Qatar Airways weighing Virgin Australia investment: sources
Speculation is mounting that Qatar Airways has been holding talks about acquiring a stake in Virgin Australia, at a time that the Middle Eastern Carrier has applied for more flights into Australia.
The suggestion is that the carrier could be a key shareholder as part of an initial public offering by Virgin Australia.
Should market support be limited for a listing, the thinking is another possibility is that Qatar could continue to jointly own Virgin Australia with private equity owner Bain Capital.
It comes at a time that Qatar Airways has applied for more flights into Australia, only for Qantas to oppose the move on the grounds that it would distort the market and not be in the national interest and the federal government blocking it.
The thinking among some in the market is that a real motivating factor for Qantas to oppose the move could also be one to hamper Virgin Australia’s growth plans and prospects, as it discusses with Qatar Airways a potential strategic investment.
Virgin Australia chief executive Jayne Hrdlicka has argued the additional 28 flights a week by Qatar into Sydney, Melbourne, Perth and Brisbane would lower international fares almost “immediately” by as much as 40 per cent.
The presence of Qatar in Australia would feed traffic into Virgin Australia’s domestic network.
In the past, Virgin Australia was previously owned by Singapore Airlines with a 20 per cent, Etihad with a 21 per cent stake, China’s Nanshan Group with 20 per cent, Richard Branson with 10 per cent, and the remainder equity investors, so an investment by Qatar would see it return to foreign carrier hands.

§

Required actions:
1 - From the Qatar Airways article, write out the passage between "The thinking among" and "foreign carrier hands.", inclusive.
2 - List the cities that, according to the Qatar Airways article, would receive the additional weekly Qatar flights.
This material has no connection to the text above.

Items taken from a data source
§

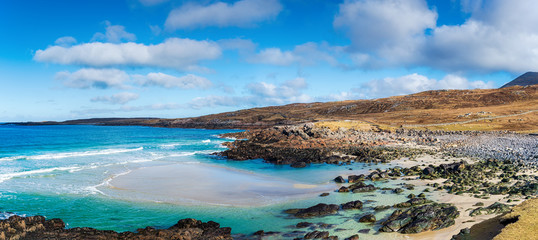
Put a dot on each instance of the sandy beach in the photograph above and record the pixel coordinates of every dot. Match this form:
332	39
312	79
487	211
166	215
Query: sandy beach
212	185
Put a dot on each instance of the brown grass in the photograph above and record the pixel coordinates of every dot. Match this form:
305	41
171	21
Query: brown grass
526	226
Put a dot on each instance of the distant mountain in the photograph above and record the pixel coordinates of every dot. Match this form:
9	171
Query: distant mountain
528	78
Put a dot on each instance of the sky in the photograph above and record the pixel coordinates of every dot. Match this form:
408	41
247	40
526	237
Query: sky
67	59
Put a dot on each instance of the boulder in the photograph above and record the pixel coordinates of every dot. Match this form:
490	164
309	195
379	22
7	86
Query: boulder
369	218
318	210
352	205
421	218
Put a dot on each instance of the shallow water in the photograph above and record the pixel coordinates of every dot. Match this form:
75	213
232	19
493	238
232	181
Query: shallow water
74	172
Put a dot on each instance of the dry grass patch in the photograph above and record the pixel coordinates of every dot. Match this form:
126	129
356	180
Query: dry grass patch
526	226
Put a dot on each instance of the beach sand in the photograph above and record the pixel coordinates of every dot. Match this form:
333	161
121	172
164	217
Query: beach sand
208	184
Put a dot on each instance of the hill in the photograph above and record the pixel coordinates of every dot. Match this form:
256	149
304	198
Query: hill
527	79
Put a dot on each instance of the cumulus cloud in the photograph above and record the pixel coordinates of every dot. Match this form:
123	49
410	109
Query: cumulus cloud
119	98
152	2
414	83
93	78
177	53
259	94
114	34
65	41
305	54
500	35
188	81
394	29
242	13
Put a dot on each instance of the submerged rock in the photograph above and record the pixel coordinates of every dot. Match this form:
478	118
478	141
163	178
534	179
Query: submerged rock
369	218
318	210
352	205
37	227
495	208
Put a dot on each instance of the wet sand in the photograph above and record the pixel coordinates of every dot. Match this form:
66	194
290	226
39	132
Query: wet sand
198	183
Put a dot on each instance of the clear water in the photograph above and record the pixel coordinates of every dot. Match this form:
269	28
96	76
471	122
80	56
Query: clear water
58	171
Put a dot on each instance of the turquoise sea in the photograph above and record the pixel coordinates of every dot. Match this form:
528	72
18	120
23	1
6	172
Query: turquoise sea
65	172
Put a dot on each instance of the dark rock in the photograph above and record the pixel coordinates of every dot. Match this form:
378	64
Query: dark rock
370	218
354	237
381	207
318	210
36	227
298	165
339	179
397	190
495	208
316	235
352	205
421	218
355	178
303	224
428	171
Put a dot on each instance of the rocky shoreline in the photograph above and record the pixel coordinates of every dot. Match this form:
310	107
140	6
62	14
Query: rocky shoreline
37	227
494	167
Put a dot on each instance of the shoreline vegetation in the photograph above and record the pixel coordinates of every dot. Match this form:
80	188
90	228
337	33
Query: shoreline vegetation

§

Task answers:
1 -
The thinking among some in the market is that a real motivating factor for Qantas to oppose the move could also be one to hamper Virgin Australia’s growth plans and prospects, as it discusses with Qatar Airways a potential strategic investment.
Virgin Australia chief executive Jayne Hrdlicka has argued the additional 28 flights a week by Qatar into Sydney, Melbourne, Perth and Brisbane would lower international fares almost “immediately” by as much as 40 per cent.
The presence of Qatar in Australia would feed traffic into Virgin Australia’s domestic network.
In the past, Virgin Australia was previously owned by Singapore Airlines with a 20 per cent, Etihad with a 21 per cent stake, China’s Nanshan Group with 20 per cent, Richard Branson with 10 per cent, and the remainder equity investors, so an investment by Qatar would see it return to foreign carrier hands.

2 - Sydney, Melbourne, Perth, Brisbane